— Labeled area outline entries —
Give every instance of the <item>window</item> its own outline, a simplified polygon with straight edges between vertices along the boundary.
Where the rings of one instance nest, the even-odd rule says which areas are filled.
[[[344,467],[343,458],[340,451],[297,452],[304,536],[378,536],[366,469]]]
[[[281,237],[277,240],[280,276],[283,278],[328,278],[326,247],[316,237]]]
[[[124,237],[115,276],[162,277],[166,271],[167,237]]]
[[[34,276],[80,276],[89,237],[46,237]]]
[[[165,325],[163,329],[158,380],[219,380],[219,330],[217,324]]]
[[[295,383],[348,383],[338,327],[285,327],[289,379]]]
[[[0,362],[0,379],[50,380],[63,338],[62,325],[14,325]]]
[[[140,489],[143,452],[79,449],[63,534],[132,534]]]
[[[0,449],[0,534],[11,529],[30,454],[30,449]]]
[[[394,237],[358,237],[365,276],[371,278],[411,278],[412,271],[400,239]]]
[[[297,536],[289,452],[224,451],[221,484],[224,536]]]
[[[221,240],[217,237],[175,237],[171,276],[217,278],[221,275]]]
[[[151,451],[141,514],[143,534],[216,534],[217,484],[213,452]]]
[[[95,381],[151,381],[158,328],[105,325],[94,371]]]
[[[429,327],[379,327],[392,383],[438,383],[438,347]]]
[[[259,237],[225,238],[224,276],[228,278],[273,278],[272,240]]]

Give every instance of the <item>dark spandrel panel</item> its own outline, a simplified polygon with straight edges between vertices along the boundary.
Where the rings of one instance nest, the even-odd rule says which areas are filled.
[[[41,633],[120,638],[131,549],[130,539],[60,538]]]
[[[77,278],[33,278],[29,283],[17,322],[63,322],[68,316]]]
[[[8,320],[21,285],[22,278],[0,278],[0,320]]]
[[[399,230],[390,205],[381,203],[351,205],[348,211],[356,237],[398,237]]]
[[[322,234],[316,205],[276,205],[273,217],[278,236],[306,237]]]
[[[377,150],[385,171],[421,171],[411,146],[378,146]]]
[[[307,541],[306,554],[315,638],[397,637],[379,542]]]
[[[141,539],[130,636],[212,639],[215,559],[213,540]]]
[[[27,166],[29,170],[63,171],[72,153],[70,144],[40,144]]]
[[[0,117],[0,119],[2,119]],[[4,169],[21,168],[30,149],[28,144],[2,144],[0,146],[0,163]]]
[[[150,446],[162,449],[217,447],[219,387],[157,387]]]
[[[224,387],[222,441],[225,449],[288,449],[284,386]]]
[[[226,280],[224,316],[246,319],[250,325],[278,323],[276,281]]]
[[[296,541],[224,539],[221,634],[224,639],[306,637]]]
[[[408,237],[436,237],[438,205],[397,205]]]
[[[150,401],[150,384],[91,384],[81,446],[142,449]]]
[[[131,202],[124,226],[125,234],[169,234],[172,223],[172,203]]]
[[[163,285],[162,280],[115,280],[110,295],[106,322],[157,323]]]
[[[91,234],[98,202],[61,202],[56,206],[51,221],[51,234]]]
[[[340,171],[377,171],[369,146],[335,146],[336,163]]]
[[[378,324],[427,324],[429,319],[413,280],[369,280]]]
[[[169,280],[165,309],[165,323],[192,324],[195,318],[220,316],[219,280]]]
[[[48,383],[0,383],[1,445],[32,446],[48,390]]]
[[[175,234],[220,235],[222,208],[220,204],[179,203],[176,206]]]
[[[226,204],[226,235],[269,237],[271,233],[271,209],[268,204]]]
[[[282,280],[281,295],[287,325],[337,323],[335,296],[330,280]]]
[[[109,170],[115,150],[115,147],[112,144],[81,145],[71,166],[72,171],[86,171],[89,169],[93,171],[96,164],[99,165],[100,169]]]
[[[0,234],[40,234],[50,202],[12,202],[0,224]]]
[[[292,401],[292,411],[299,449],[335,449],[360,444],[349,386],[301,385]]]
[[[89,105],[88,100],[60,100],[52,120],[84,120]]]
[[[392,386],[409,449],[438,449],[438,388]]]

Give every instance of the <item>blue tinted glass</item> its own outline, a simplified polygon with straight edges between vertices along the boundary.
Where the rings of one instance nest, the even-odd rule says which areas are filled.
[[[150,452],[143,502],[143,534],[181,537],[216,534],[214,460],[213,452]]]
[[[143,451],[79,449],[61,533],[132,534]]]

— WHAT IS BEING ASKED —
Rewrite every line, starting at the beginning of the items and ending with the line that contains "[[[259,237],[225,238],[224,276],[228,278],[273,278],[272,240]]]", both ends included. Keep all wording unchanged, but offset each coordinate value by adding 11 to it.

— WRITTEN ANSWER —
Give every instance of the <item>window</item> its own outline, a simplified polygon with straight edges between vertices along the boundary.
Where the rings of one instance nest, the even-odd rule says which areas are filled.
[[[355,478],[354,469],[351,462],[308,463],[315,547],[389,547],[377,480]]]
[[[292,248],[288,251],[291,287],[294,289],[339,289],[337,258],[327,248]]]
[[[135,248],[126,287],[173,288],[177,282],[178,248]]]
[[[45,287],[91,287],[100,248],[57,248]]]
[[[176,336],[174,340],[169,391],[230,391],[230,341],[228,335]]]
[[[306,394],[359,394],[349,338],[296,338],[300,390]]]
[[[11,373],[11,390],[61,391],[74,349],[73,336],[25,336]]]
[[[151,500],[154,463],[90,460],[74,545],[143,545]]]
[[[11,460],[11,545],[22,540],[41,465],[41,460]]]
[[[405,248],[369,248],[376,287],[382,289],[422,289],[423,282],[411,250]]]
[[[308,547],[300,463],[235,462],[232,495],[235,547]]]
[[[232,251],[228,248],[186,248],[182,287],[228,289],[232,286]]]
[[[162,462],[152,525],[154,545],[227,545],[228,495],[224,463]]]
[[[106,392],[162,392],[169,339],[116,336],[105,382]]]
[[[440,338],[390,338],[403,394],[449,394],[449,358]]]
[[[270,248],[236,249],[235,287],[239,289],[284,289],[283,251]]]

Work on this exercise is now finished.